#### [FRAGMENTO DADO]
Presencia y ausencia de Cervantes en Béjar



Marcelo Matas de Álvaro

(Publicado en la Revista Estudios Bejaranos. Nº XXI. 2017)


“Uno es escribir como poeta, y otro como historiador: el poeta puede contar y cantar las cosas, no como fueron, sino como debían ser; y el historiador las ha de escribir, no como debían ser, sino como fueron, sin añadir ni quitar a la verdad cosa alguna” (Quijote, II, 3)

Introducción
Si convenimos que tres son las vías que pueden llevarnos al conocimiento -fe, ciencia y arte-, no deberíamos descartar ninguna de ellas para tratar de indagar en ese misterio que, en sintonía con el hidalgo manchego que tanto los desvela, ha logrado secar el cerebro de la larga legión de preclaros y esforzados cervantistas. Se trata de dilucidar la ardua –donde las haya- cuestión de si en algún momento de su agitada vida don Miguel de Cervantes Saavedra visitó la Muy Noble y Muy Leal Ciudad de Béjar. Este interés, claro está, viene determinado por la dedicatoria de la primera parte del Quijote al duque de Béjar y por el poema de cabo roto incluido en los preliminares donde se le celebra como un “nuevo Alejandro Ma-” (Magno), honor que a los cervantistas asombra tanto como parece ser que no pasma a los gongoristas por la dignidad que hace a nuestro duque en las Soledades, ni a los lopistas por dedicarle el soneto CXXXI, ni a los estudiosos –si los hubiera- de Pedro Espinosa, Juan de Pineda o Cristóbal de Mesa por similares cortesías (Ignacio Díez, 2015; las referencias completas de las obras citadas se incluyen en el apéndice bibliográfico)

#### [TAREA BREVE]
Escribe la continuación del fragmento sobre la posible visita de Cervantes a Béjar, empezando justo después de su última oración. Los registros no tienen ningún papel en esto.

#### [DATOS PROPORCIONADOS]
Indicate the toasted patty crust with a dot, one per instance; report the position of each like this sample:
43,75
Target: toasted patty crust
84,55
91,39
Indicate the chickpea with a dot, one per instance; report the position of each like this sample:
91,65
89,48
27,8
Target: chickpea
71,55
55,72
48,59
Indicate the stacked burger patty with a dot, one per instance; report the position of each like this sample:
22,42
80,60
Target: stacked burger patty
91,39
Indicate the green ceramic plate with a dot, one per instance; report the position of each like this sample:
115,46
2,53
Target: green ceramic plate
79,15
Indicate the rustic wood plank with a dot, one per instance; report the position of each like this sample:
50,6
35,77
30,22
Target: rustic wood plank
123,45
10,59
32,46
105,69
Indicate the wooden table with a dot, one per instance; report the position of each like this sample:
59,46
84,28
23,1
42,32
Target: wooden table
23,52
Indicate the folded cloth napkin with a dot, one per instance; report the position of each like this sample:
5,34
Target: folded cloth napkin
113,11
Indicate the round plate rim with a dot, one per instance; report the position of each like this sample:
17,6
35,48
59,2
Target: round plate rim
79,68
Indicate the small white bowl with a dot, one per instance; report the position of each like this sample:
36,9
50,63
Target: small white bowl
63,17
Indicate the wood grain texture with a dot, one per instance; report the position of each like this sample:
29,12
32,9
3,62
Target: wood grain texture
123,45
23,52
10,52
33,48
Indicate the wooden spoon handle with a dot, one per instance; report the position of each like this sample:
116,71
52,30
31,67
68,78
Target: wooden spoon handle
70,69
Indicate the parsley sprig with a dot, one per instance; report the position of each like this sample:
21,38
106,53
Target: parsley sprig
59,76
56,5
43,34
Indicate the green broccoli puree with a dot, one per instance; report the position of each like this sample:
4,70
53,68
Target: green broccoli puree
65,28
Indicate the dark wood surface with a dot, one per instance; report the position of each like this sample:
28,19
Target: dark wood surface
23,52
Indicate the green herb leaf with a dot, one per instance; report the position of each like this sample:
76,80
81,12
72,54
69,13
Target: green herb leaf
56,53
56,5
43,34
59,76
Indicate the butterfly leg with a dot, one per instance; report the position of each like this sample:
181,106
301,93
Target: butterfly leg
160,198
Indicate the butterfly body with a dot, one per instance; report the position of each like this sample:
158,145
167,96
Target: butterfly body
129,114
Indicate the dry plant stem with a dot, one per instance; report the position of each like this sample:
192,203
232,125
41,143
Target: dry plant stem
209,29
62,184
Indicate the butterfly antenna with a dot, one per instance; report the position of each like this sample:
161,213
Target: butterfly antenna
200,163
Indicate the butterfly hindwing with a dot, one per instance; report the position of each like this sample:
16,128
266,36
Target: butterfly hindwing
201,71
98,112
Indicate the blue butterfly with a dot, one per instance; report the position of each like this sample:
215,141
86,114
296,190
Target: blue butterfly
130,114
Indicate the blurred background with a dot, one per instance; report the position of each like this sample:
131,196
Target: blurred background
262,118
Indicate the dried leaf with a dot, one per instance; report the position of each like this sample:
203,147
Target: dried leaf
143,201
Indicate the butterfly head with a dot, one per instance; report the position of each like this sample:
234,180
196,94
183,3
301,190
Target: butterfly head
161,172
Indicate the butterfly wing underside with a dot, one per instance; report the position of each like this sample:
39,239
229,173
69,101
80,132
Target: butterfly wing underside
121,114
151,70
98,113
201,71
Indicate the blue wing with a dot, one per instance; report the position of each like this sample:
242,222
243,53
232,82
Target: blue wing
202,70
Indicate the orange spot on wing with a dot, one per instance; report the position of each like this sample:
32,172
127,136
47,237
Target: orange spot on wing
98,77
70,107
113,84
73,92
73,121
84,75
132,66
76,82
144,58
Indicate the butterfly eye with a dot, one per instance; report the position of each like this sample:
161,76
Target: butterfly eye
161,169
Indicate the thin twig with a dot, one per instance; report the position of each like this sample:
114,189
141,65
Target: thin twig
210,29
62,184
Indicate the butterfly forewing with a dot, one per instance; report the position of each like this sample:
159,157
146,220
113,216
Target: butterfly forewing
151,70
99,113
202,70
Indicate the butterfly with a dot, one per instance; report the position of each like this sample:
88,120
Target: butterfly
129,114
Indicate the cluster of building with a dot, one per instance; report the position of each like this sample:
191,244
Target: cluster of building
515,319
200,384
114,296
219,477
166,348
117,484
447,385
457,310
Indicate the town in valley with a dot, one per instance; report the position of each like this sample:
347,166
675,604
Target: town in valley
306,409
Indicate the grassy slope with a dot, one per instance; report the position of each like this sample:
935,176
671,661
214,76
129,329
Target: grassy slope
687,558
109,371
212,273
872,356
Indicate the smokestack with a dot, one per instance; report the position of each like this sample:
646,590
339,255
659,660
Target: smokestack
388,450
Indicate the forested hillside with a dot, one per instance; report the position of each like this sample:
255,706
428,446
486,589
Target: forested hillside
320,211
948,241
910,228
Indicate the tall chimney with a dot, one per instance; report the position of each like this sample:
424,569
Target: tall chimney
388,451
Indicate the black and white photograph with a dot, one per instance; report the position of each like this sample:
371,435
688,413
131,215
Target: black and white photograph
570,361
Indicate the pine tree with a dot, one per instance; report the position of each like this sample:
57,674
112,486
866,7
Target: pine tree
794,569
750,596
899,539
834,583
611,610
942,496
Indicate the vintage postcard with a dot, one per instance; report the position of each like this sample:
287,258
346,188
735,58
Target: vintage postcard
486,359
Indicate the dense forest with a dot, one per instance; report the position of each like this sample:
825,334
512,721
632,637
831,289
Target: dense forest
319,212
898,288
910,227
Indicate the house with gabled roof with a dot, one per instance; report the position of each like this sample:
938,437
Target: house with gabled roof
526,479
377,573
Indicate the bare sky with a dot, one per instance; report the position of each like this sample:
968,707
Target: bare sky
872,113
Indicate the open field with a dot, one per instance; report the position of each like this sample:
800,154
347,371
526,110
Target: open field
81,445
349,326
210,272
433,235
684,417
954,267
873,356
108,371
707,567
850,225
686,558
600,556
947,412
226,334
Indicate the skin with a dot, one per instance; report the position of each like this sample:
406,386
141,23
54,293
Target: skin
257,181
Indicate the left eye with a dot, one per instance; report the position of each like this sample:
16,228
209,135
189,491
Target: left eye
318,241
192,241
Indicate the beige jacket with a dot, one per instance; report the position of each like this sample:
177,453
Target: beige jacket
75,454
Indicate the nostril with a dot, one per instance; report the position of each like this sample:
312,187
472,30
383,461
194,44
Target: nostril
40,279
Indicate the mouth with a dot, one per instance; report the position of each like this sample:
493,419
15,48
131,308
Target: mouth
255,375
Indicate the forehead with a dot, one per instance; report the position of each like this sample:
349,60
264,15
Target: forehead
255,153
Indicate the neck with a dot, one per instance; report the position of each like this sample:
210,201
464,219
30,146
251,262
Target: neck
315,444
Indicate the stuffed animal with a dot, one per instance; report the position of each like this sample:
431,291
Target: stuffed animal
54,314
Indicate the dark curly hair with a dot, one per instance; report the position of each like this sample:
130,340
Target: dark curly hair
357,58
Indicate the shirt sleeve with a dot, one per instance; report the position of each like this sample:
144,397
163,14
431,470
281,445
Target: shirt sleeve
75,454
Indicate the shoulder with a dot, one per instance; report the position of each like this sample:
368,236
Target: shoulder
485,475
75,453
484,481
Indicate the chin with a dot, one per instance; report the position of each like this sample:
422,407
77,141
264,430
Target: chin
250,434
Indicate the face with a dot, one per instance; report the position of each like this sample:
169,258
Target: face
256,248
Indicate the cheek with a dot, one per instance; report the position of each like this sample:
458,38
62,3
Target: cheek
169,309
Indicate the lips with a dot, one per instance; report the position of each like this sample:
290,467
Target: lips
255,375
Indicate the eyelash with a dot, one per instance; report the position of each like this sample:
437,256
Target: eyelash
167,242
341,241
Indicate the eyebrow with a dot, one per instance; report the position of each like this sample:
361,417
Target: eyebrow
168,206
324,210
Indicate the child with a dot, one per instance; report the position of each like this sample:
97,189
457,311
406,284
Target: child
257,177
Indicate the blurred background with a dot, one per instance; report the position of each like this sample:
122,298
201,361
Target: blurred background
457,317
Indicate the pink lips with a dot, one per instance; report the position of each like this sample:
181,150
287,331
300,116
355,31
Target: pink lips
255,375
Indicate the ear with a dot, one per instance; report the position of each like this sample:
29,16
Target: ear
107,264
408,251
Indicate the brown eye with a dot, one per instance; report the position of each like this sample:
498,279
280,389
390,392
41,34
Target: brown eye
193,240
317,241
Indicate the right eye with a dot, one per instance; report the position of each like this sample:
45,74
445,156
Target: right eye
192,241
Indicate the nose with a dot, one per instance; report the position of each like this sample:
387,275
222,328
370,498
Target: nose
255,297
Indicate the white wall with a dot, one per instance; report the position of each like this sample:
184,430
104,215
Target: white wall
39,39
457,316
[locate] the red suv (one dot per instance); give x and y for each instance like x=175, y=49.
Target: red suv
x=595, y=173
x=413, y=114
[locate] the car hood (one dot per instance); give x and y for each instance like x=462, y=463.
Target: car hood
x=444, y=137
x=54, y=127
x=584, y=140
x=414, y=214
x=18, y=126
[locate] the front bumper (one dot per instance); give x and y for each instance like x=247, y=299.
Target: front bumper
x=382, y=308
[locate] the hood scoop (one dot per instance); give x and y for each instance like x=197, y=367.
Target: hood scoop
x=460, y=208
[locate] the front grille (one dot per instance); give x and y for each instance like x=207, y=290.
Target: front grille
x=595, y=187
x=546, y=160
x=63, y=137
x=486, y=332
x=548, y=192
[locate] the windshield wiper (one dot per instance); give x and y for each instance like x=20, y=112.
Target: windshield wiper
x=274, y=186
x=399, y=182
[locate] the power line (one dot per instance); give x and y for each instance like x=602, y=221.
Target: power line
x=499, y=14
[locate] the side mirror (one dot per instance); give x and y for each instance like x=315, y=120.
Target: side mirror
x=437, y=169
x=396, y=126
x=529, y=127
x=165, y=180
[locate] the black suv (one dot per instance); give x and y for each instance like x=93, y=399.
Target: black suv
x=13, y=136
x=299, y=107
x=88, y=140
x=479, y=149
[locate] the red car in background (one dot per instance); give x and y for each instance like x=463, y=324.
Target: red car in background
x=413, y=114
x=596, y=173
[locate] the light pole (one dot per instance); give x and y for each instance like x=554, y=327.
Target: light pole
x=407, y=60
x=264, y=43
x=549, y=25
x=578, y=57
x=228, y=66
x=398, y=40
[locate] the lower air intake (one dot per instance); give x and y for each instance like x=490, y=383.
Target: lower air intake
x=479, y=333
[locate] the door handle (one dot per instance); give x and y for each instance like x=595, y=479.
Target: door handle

#### [RESPUESTA]
Dedicatoria de la 1ª parte del Quijote
En fin, ateniéndonos a que el comenzar las cosas es tenerlas medio acabadas” (Quijote, II, 41), adentrémonos cuanto antes a tratar de desvelar el misterio de la presencia o ausencia de Cervantes en Béjar.

La vía de la fe
Por medio de la fe se alcanza la verdad revelada. Se trata de un don o privilegio que un dios concede a los devotos de su religión, institución que establece, generalmente en un texto sagrado, la doctrina y dogmas que incuestionablemente deben conocer, creer y practicar sus feligreses. Así, a la certeza de que Cervantes pisó alguna vez las calles de Béjar, sería lícito llegar por un “acto de fe”, a través de una creencia incuestionable e íntima, revelada por una supuesta religión –“Bejaranismo cervantiano”, o algo así- que postulara por medio de ínclitos sacerdotes tal dogma, pero, salvo que habiten aún las catacumbas, no veo yo por estos lares oficiantes, parroquianos, doctrina ni texto sagrado. Además, no habiendo libro que más lejos se halle de unas sagradas escrituras que el Quijote, nos amoldamos a que vale más buena esperanza que ruin posesión” (Quijote, II, 7), y seguimos adelante.

La vía de la ciencia
Según las más afamadas enciclopedias, la historia es la ciencia que tiene como objeto de estudio el pasado de la humanidad. Como tal, constituye la vía racional que debería ser capaz de demostrar, en el caso que nos ocupa, si Cervantes estuvo o no en Béjar. A ese conocimiento objetivo, veraz e imparcial se llega a través de una metodología de investigación propia de las ciencias sociales, como la consulta de fuentes documentales, la recopilación de datos, su análisis y valoración, la formulación y verificación de hipótesis, etc.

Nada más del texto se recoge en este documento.